The task: Pick out each line of the data below that contains the word "back", and copy those lines.

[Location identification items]
◆ ◆ ◆ ◆ ◆ ◆ ◆
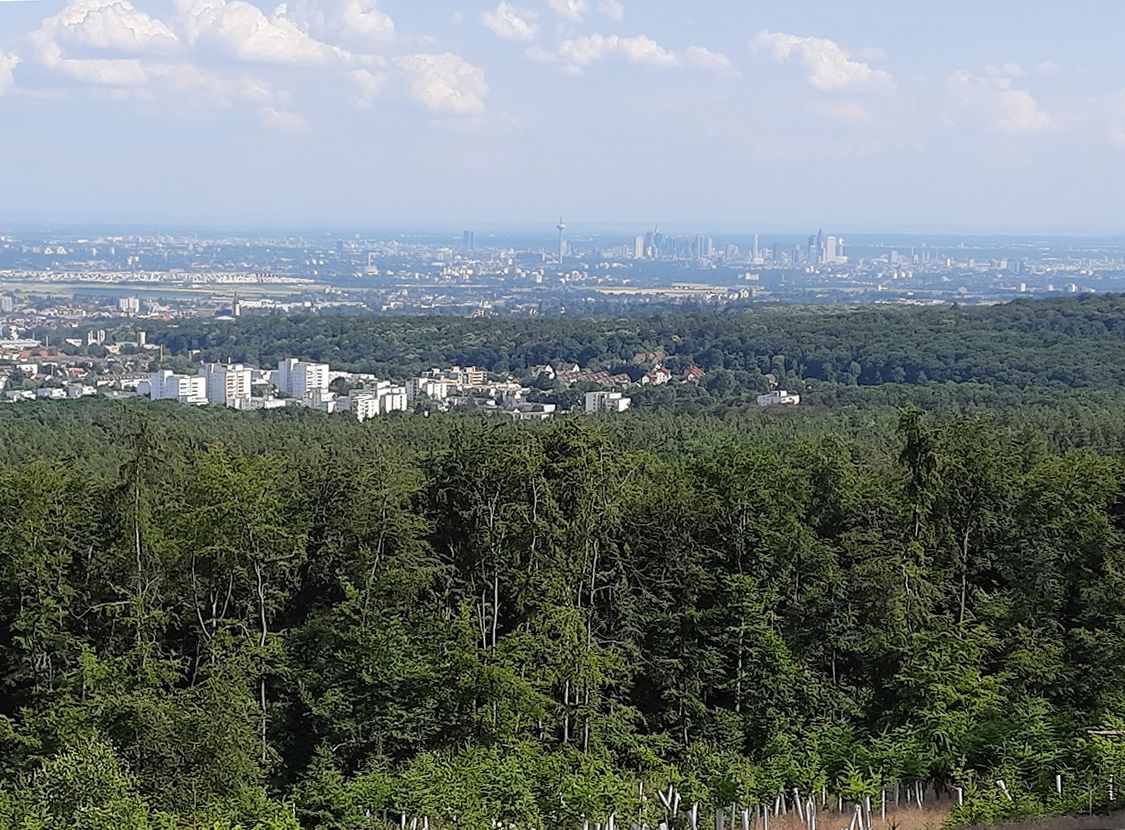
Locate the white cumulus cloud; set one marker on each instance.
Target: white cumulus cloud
(8, 62)
(444, 82)
(827, 65)
(240, 29)
(583, 52)
(591, 48)
(110, 25)
(996, 104)
(509, 23)
(573, 10)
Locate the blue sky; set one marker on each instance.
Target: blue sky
(921, 116)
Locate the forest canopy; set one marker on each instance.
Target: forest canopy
(212, 619)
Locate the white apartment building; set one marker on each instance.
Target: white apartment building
(227, 384)
(186, 388)
(379, 398)
(606, 402)
(299, 379)
(431, 387)
(779, 397)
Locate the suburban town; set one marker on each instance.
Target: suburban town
(79, 368)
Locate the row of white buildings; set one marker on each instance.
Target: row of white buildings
(297, 382)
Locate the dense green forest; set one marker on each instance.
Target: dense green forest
(285, 620)
(1074, 343)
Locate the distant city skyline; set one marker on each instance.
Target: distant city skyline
(959, 117)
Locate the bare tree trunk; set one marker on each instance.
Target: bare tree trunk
(964, 575)
(261, 644)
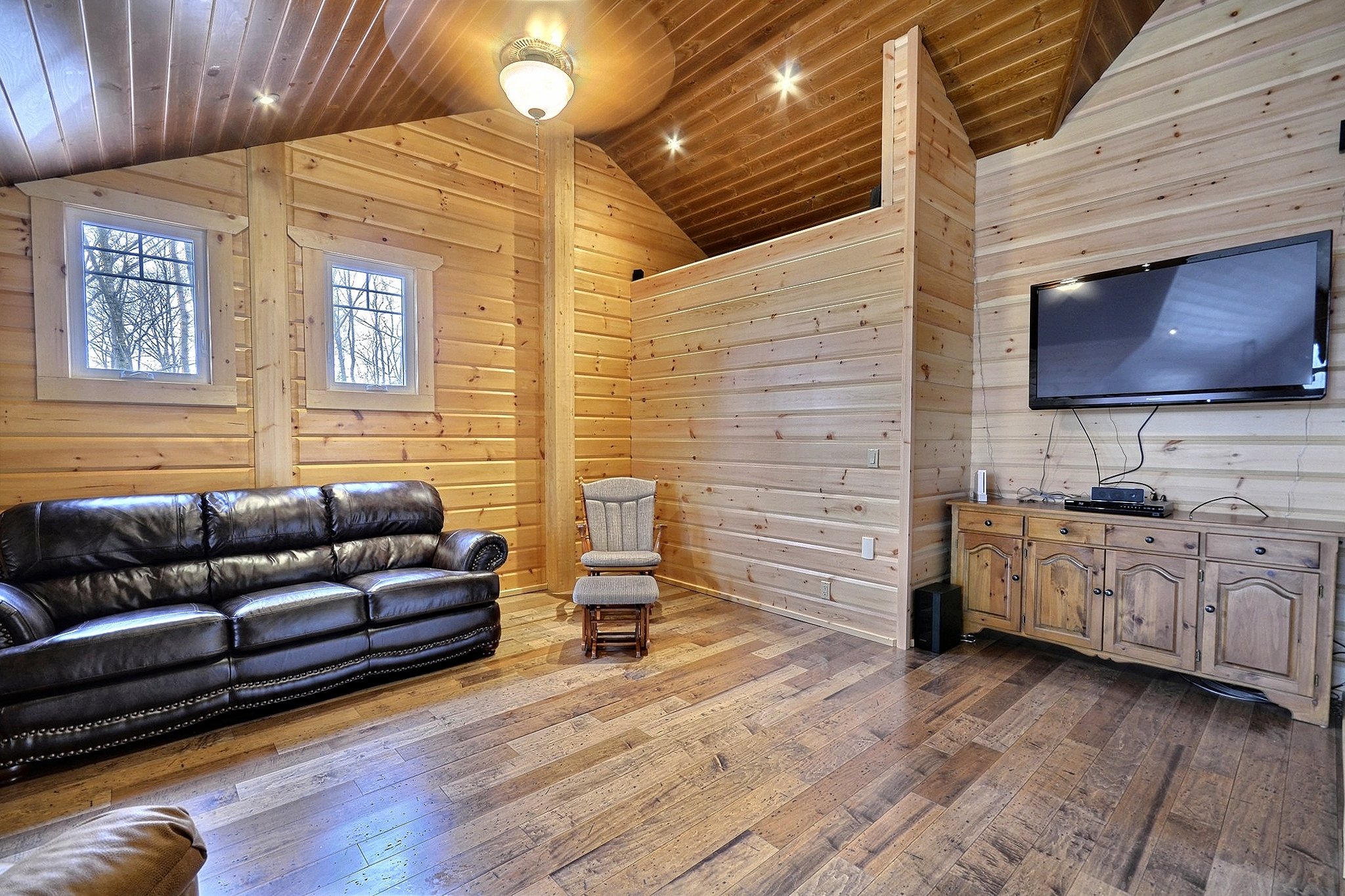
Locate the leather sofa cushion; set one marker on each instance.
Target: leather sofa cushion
(46, 539)
(248, 572)
(363, 509)
(292, 613)
(139, 851)
(115, 645)
(261, 521)
(76, 598)
(401, 594)
(384, 553)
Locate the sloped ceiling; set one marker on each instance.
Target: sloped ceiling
(89, 83)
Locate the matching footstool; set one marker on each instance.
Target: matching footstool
(606, 598)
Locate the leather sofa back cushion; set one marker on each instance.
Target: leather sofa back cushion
(47, 539)
(260, 521)
(384, 553)
(95, 594)
(363, 509)
(231, 576)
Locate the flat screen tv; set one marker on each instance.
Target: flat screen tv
(1245, 324)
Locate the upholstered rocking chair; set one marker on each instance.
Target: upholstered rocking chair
(619, 532)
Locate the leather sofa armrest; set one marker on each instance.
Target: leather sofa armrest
(137, 851)
(471, 550)
(22, 618)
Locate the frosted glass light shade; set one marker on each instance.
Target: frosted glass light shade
(537, 89)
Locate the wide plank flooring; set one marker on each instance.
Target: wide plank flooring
(747, 754)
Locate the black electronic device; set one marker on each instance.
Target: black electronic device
(1111, 494)
(1126, 508)
(1245, 324)
(937, 617)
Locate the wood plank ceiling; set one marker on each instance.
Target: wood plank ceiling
(91, 85)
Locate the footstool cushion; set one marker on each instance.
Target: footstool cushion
(617, 589)
(603, 598)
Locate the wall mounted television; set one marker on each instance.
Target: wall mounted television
(1245, 324)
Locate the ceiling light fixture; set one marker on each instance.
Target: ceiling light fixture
(537, 77)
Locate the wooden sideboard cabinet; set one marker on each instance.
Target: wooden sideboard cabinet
(1248, 603)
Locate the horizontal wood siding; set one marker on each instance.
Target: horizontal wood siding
(944, 182)
(76, 449)
(1218, 127)
(464, 188)
(761, 381)
(618, 230)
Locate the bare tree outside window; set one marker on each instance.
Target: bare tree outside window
(141, 301)
(369, 316)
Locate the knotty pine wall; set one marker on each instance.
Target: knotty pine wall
(74, 449)
(763, 378)
(618, 228)
(1218, 127)
(466, 188)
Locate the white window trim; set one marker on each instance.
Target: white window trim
(51, 291)
(319, 386)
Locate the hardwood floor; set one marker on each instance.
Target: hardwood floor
(748, 754)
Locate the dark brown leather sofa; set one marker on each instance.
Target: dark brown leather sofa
(129, 617)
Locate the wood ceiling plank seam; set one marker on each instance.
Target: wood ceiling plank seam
(331, 81)
(843, 195)
(228, 23)
(16, 163)
(786, 163)
(60, 33)
(728, 86)
(292, 41)
(314, 58)
(186, 74)
(443, 83)
(20, 70)
(397, 89)
(373, 64)
(256, 56)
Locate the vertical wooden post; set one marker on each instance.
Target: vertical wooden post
(268, 249)
(558, 354)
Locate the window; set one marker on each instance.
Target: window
(136, 307)
(133, 297)
(369, 324)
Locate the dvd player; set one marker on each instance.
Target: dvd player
(1129, 508)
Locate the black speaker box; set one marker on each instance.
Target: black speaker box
(937, 617)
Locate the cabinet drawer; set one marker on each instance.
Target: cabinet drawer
(1074, 531)
(1153, 539)
(1251, 548)
(990, 522)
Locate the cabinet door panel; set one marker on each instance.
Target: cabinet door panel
(1060, 601)
(1259, 626)
(990, 578)
(1149, 605)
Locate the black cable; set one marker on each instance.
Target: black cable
(1139, 437)
(1097, 465)
(1227, 498)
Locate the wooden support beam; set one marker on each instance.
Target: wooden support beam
(268, 245)
(558, 354)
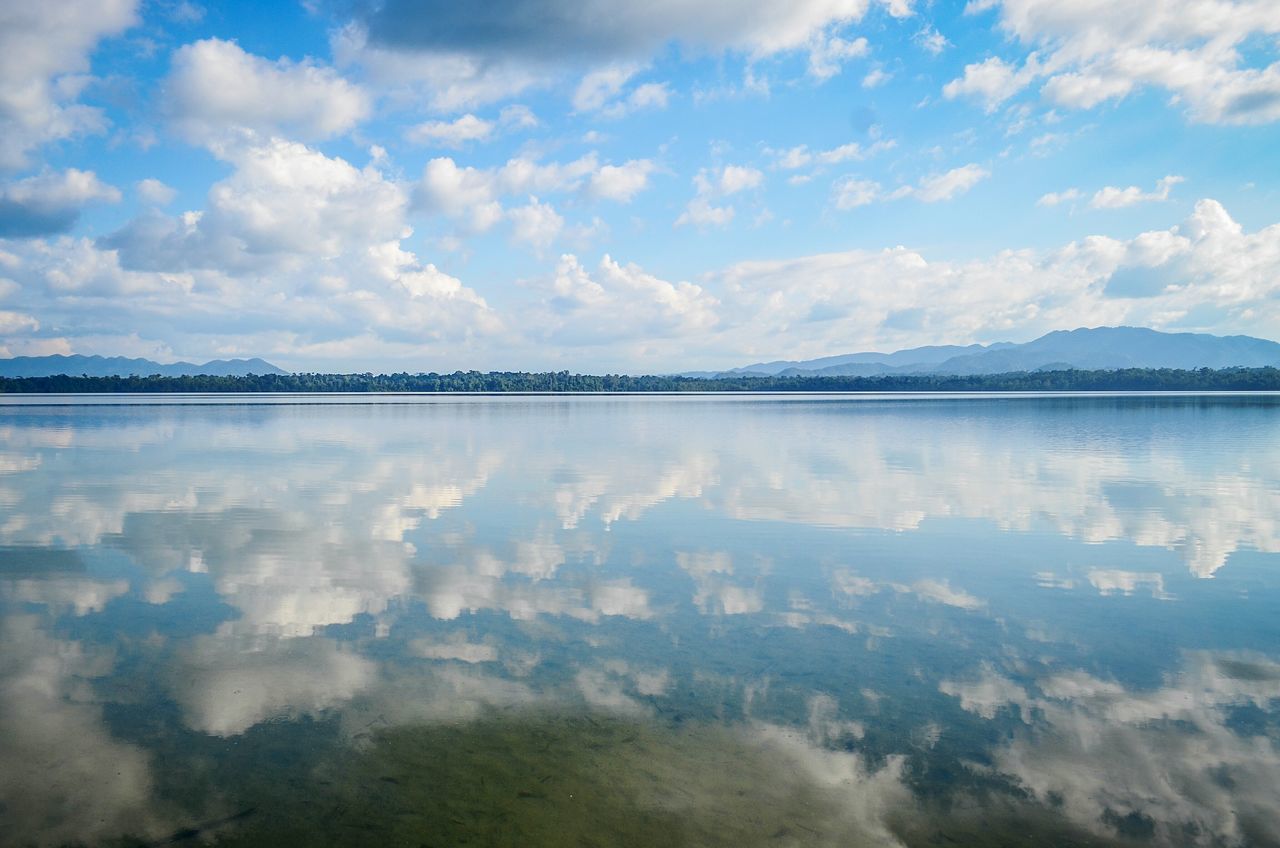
◆ ◆ ◆ ◆ ◆ ◆ ◆
Output for this task:
Locate the leather sofa back cushion; set one marker on each instance.
Target: leather sofa back cushion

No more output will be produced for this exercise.